## INSTRUCTIONS FOR THE TASK
How many lines in the material below contain the string "embroidered", with letter case taken into account? Reply with the number only.

## EXERCISE INPUT
────────────────────

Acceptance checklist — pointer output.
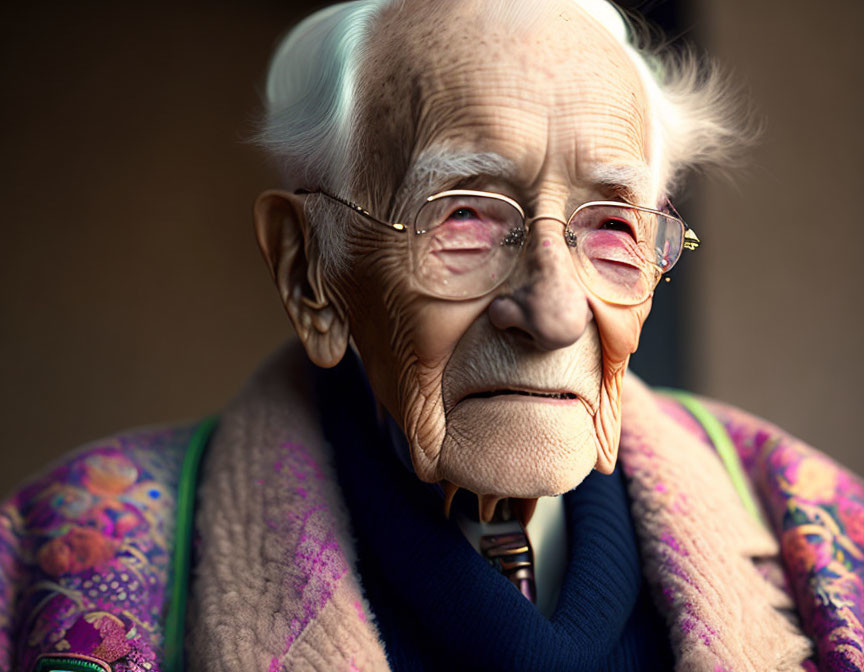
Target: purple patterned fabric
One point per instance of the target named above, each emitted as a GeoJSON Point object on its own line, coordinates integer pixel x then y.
{"type": "Point", "coordinates": [85, 550]}
{"type": "Point", "coordinates": [816, 509]}
{"type": "Point", "coordinates": [85, 553]}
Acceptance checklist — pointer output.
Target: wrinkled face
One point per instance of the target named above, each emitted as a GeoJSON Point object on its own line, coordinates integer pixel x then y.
{"type": "Point", "coordinates": [516, 393]}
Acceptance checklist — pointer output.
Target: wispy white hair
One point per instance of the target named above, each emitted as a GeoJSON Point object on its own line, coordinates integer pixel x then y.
{"type": "Point", "coordinates": [311, 89]}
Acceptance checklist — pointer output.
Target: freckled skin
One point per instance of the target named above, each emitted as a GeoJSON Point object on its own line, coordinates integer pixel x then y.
{"type": "Point", "coordinates": [557, 100]}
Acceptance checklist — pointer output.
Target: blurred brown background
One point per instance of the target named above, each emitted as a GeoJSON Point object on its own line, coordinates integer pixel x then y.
{"type": "Point", "coordinates": [131, 291]}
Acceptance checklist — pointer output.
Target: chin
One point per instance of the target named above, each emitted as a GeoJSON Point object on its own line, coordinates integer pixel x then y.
{"type": "Point", "coordinates": [518, 447]}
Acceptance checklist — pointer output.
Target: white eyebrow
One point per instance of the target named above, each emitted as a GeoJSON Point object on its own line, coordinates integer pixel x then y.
{"type": "Point", "coordinates": [434, 168]}
{"type": "Point", "coordinates": [627, 181]}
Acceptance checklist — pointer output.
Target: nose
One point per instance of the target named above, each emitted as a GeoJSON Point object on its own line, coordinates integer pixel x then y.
{"type": "Point", "coordinates": [547, 303]}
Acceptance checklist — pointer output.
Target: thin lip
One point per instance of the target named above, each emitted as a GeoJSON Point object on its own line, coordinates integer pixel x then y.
{"type": "Point", "coordinates": [526, 390]}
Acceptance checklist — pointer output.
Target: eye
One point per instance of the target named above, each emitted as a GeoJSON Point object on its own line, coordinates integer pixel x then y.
{"type": "Point", "coordinates": [617, 224]}
{"type": "Point", "coordinates": [462, 214]}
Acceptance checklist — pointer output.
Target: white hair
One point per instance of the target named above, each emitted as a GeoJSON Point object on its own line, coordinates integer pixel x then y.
{"type": "Point", "coordinates": [311, 89]}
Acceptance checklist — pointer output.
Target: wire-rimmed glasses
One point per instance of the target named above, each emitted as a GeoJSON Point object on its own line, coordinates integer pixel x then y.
{"type": "Point", "coordinates": [465, 243]}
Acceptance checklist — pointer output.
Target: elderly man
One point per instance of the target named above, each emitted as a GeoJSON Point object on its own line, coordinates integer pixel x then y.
{"type": "Point", "coordinates": [474, 219]}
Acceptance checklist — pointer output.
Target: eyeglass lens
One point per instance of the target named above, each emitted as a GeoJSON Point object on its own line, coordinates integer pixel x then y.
{"type": "Point", "coordinates": [466, 245]}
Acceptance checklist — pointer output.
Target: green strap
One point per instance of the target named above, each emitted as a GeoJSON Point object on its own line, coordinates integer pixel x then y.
{"type": "Point", "coordinates": [722, 444]}
{"type": "Point", "coordinates": [175, 622]}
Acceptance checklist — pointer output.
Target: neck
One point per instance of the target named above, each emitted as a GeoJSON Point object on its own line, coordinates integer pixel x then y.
{"type": "Point", "coordinates": [547, 535]}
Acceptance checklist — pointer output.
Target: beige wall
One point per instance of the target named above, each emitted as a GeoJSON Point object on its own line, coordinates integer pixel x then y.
{"type": "Point", "coordinates": [131, 290]}
{"type": "Point", "coordinates": [778, 300]}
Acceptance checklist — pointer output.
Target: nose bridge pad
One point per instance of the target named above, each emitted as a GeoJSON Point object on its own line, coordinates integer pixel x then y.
{"type": "Point", "coordinates": [534, 242]}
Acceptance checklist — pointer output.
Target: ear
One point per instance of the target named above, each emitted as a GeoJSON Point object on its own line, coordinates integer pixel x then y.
{"type": "Point", "coordinates": [295, 266]}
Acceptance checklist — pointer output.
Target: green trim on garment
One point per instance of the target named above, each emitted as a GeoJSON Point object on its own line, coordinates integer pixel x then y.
{"type": "Point", "coordinates": [722, 444]}
{"type": "Point", "coordinates": [175, 622]}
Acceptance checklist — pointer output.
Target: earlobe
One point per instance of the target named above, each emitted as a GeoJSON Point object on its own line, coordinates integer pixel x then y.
{"type": "Point", "coordinates": [295, 266]}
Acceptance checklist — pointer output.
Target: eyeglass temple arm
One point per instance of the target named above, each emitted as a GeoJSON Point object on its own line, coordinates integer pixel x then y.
{"type": "Point", "coordinates": [691, 240]}
{"type": "Point", "coordinates": [356, 208]}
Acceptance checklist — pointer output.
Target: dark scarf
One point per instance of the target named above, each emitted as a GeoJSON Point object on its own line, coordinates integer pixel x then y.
{"type": "Point", "coordinates": [440, 605]}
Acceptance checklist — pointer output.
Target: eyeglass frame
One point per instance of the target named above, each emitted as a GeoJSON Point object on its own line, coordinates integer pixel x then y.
{"type": "Point", "coordinates": [689, 240]}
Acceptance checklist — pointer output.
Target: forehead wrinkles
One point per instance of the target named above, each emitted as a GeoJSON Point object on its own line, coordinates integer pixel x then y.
{"type": "Point", "coordinates": [456, 75]}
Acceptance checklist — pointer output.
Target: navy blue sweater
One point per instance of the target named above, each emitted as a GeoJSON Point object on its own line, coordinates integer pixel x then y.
{"type": "Point", "coordinates": [439, 605]}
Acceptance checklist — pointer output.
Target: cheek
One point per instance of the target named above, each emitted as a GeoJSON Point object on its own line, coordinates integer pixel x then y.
{"type": "Point", "coordinates": [439, 325]}
{"type": "Point", "coordinates": [620, 328]}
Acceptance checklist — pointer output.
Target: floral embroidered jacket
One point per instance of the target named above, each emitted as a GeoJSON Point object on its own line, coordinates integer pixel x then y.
{"type": "Point", "coordinates": [88, 561]}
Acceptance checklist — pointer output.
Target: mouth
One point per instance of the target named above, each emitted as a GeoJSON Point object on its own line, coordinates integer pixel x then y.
{"type": "Point", "coordinates": [516, 394]}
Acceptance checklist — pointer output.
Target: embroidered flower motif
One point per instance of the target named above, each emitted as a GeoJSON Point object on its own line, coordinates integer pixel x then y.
{"type": "Point", "coordinates": [99, 634]}
{"type": "Point", "coordinates": [814, 480]}
{"type": "Point", "coordinates": [851, 514]}
{"type": "Point", "coordinates": [78, 549]}
{"type": "Point", "coordinates": [108, 475]}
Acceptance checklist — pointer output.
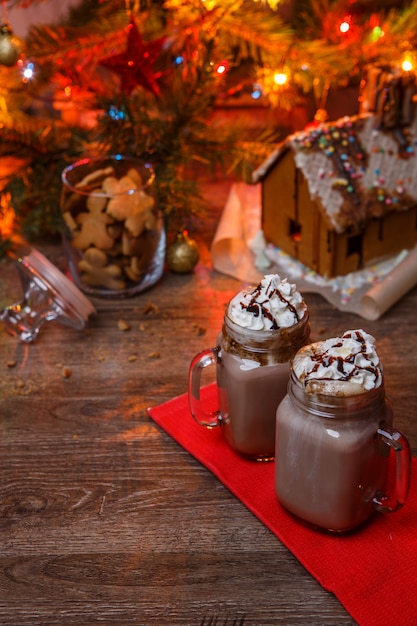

────────────────────

## OUTPUT OF THE EXERCISE
2